Exercise goal
Search the material for lines containing the word "Highlight", and copy each one.

Data provided
--- START ---
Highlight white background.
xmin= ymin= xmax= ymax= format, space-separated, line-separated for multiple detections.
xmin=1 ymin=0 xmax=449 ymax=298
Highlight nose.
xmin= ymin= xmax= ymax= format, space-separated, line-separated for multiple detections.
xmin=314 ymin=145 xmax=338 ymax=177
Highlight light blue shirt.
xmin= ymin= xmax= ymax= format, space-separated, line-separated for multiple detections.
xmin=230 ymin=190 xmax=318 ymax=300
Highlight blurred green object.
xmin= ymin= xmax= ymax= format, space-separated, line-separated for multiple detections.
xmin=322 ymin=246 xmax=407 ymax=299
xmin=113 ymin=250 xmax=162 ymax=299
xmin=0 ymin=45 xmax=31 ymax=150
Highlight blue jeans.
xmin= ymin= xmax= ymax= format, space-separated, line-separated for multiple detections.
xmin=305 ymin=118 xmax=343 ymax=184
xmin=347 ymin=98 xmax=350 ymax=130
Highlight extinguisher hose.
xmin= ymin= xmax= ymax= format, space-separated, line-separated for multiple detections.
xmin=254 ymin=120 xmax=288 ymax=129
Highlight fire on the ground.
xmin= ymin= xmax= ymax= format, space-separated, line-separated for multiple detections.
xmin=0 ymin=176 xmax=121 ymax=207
--- END ---
Output for this exercise
Highlight white background.
Highlight nose.
Highlight light blue shirt.
Highlight blurred green object.
Highlight blue jeans.
Highlight extinguisher hose.
Highlight fire on the ground.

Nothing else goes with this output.